* EXERCISE MATERIAL:
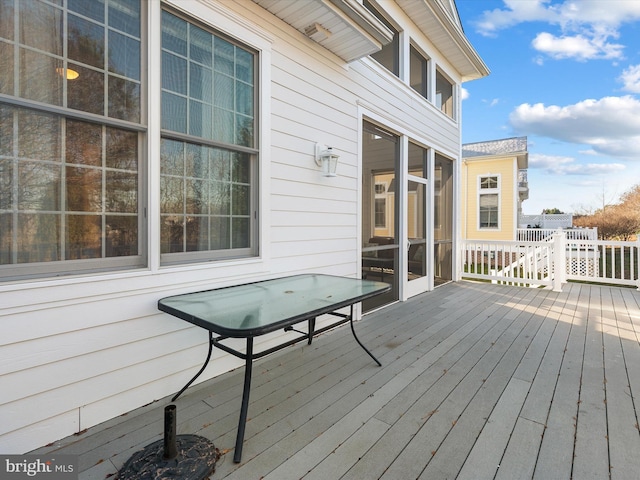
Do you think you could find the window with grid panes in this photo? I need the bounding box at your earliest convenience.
[479,175,499,228]
[0,0,144,281]
[160,9,258,263]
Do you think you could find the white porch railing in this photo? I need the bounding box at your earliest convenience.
[460,231,640,291]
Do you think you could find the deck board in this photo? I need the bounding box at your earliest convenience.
[573,286,610,480]
[602,288,640,479]
[533,284,587,480]
[28,281,640,480]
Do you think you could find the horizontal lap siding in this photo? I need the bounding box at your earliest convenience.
[268,41,461,269]
[1,0,464,453]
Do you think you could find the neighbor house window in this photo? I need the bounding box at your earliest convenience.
[0,0,144,281]
[374,183,387,228]
[364,0,399,76]
[410,45,429,99]
[436,68,454,118]
[160,9,258,263]
[479,175,499,229]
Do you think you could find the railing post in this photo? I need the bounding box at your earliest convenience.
[636,238,640,291]
[552,230,565,292]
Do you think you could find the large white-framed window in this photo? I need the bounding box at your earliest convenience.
[0,0,262,282]
[0,0,145,282]
[478,175,500,229]
[159,7,258,264]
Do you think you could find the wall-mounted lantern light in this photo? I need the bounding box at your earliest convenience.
[315,143,339,177]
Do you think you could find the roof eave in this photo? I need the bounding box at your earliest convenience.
[397,0,489,82]
[252,0,393,63]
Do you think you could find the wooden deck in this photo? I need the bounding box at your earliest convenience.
[32,281,640,479]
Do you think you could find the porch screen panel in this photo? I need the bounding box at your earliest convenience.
[362,121,399,311]
[407,141,428,281]
[434,154,453,284]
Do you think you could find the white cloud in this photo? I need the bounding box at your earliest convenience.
[529,153,625,175]
[578,149,598,156]
[476,0,640,35]
[509,96,640,159]
[482,98,500,107]
[474,0,555,36]
[474,0,640,61]
[532,32,623,61]
[619,64,640,93]
[461,87,470,100]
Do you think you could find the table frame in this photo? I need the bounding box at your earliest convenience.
[158,275,390,463]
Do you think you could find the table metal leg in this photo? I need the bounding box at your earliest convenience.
[308,317,316,344]
[234,337,254,463]
[172,331,214,402]
[349,305,381,366]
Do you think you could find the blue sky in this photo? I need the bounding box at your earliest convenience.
[456,0,640,215]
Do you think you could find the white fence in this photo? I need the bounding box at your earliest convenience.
[517,227,597,242]
[519,213,573,229]
[460,231,640,291]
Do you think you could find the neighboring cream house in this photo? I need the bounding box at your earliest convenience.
[0,0,487,453]
[461,137,529,241]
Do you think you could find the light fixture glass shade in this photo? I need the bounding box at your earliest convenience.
[315,144,339,177]
[321,153,338,177]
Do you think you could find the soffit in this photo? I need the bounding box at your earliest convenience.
[252,0,394,62]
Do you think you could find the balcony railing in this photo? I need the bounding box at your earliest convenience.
[518,169,528,187]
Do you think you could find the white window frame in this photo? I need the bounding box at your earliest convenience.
[409,43,429,99]
[0,0,148,283]
[0,0,272,283]
[478,174,500,230]
[158,5,260,266]
[373,181,389,229]
[435,67,455,120]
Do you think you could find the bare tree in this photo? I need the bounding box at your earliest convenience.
[574,184,640,240]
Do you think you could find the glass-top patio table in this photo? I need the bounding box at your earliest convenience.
[158,274,390,462]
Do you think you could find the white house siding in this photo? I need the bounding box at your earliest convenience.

* WHAT TO DO: With the pictures removed, the entries above should be transcribed exactly.

* EXERCISE RESPONSE:
Do you think you could find the window with grid panes in this photo? I need the bounding box at your earliest convenience.
[479,175,499,228]
[0,0,144,281]
[160,9,258,263]
Do you think you could find the white porch railing in this photo? I need the bounding box at your earliest convenience.
[460,231,640,291]
Do you think you could find the deck board in this photo? I need the bounding box at your earliest convenience.
[573,286,610,480]
[602,288,640,479]
[533,284,587,480]
[28,281,640,480]
Do you think you could find the horizontal lap siding in this photo? I need the bounding box at your earliest convenience.
[268,41,461,269]
[1,0,464,453]
Do you think you could find the neighbor house window in this photo? I need the bounding box at your earliest convenience.
[0,0,144,281]
[374,183,387,228]
[364,0,399,76]
[410,45,429,99]
[436,68,454,118]
[160,9,258,263]
[479,175,499,229]
Do you think you could find the railing post in this photo? I need the bounding box at your earliest convenience.
[636,238,640,291]
[552,230,565,292]
Do you think you could find the large white-framed window in this photo? I need the bounding box at your earliest convenience.
[0,0,262,282]
[0,0,145,282]
[478,175,500,229]
[159,7,258,264]
Do you think you could find the wall-mounted lantern light in this photo? I need the bounding box at your earliest convenience.
[315,143,339,177]
Do you think you could find the roof eave in this photo? I need the bounding box at your earliest convenience.
[397,0,489,82]
[252,0,393,63]
Do you think you could find the wooden deck in this photo? I need the bounding box at your earliest convenience.
[32,281,640,479]
Do you think you could find the porch screen panel in this photo? I need the bounding box at your earliest convenience.
[362,121,399,311]
[407,141,428,281]
[434,154,453,284]
Do you think you could find the white cloud in this photo? I need the bounding box at your earliest convenience.
[529,153,625,175]
[578,149,598,156]
[476,0,640,35]
[509,96,640,159]
[482,98,500,107]
[474,0,555,36]
[474,0,640,61]
[532,32,623,61]
[619,64,640,93]
[461,87,470,100]
Do you think you could find the table frame in this photo? I need the bounding box at your earliest convenience.
[158,275,390,463]
Do you think you could find the table metal leg in this photo? I need the bounding box at your earliest convenience.
[308,317,316,344]
[234,337,254,463]
[172,331,214,402]
[349,305,381,366]
Do you think you could find the blue sky in this photo? I need the bounding box at your earliest convenience.
[456,0,640,215]
Do you think you could find the white fence in this photo? I need the bounding box at your earliest convenience.
[517,227,597,242]
[519,213,573,229]
[460,231,640,291]
Do you think you could find the neighboring cream house in this photo? I need the bounding box at your earliest convenience.
[0,0,487,453]
[461,137,529,241]
Do you think you could find the light fixture glass shade in this photo? I need the bounding box at your earliest convenience.
[315,144,339,177]
[321,153,338,177]
Do you think you could find the soffit in this photo? I need the bounding box at your earliest convenience.
[252,0,394,62]
Do you think you could find the balcony railing in this photo? I need the bounding box at your earliest convenience.
[518,169,528,187]
Do you think you could find the white window frame in this photo? I need the bounding box at your earliest convenience.
[409,43,429,99]
[0,0,148,283]
[0,0,272,283]
[478,174,500,230]
[158,5,260,266]
[373,181,389,229]
[435,67,455,120]
Do you think you could find the bare tree in this photo? I need the bounding box at your earliest convenience.
[574,184,640,240]
Do you think you could find the glass-top patio table in this photo? I need the bounding box at your earliest convenience.
[158,274,390,462]
Do you think you could find the white house siding in this photo? I need the bounding box at your earliest convenience.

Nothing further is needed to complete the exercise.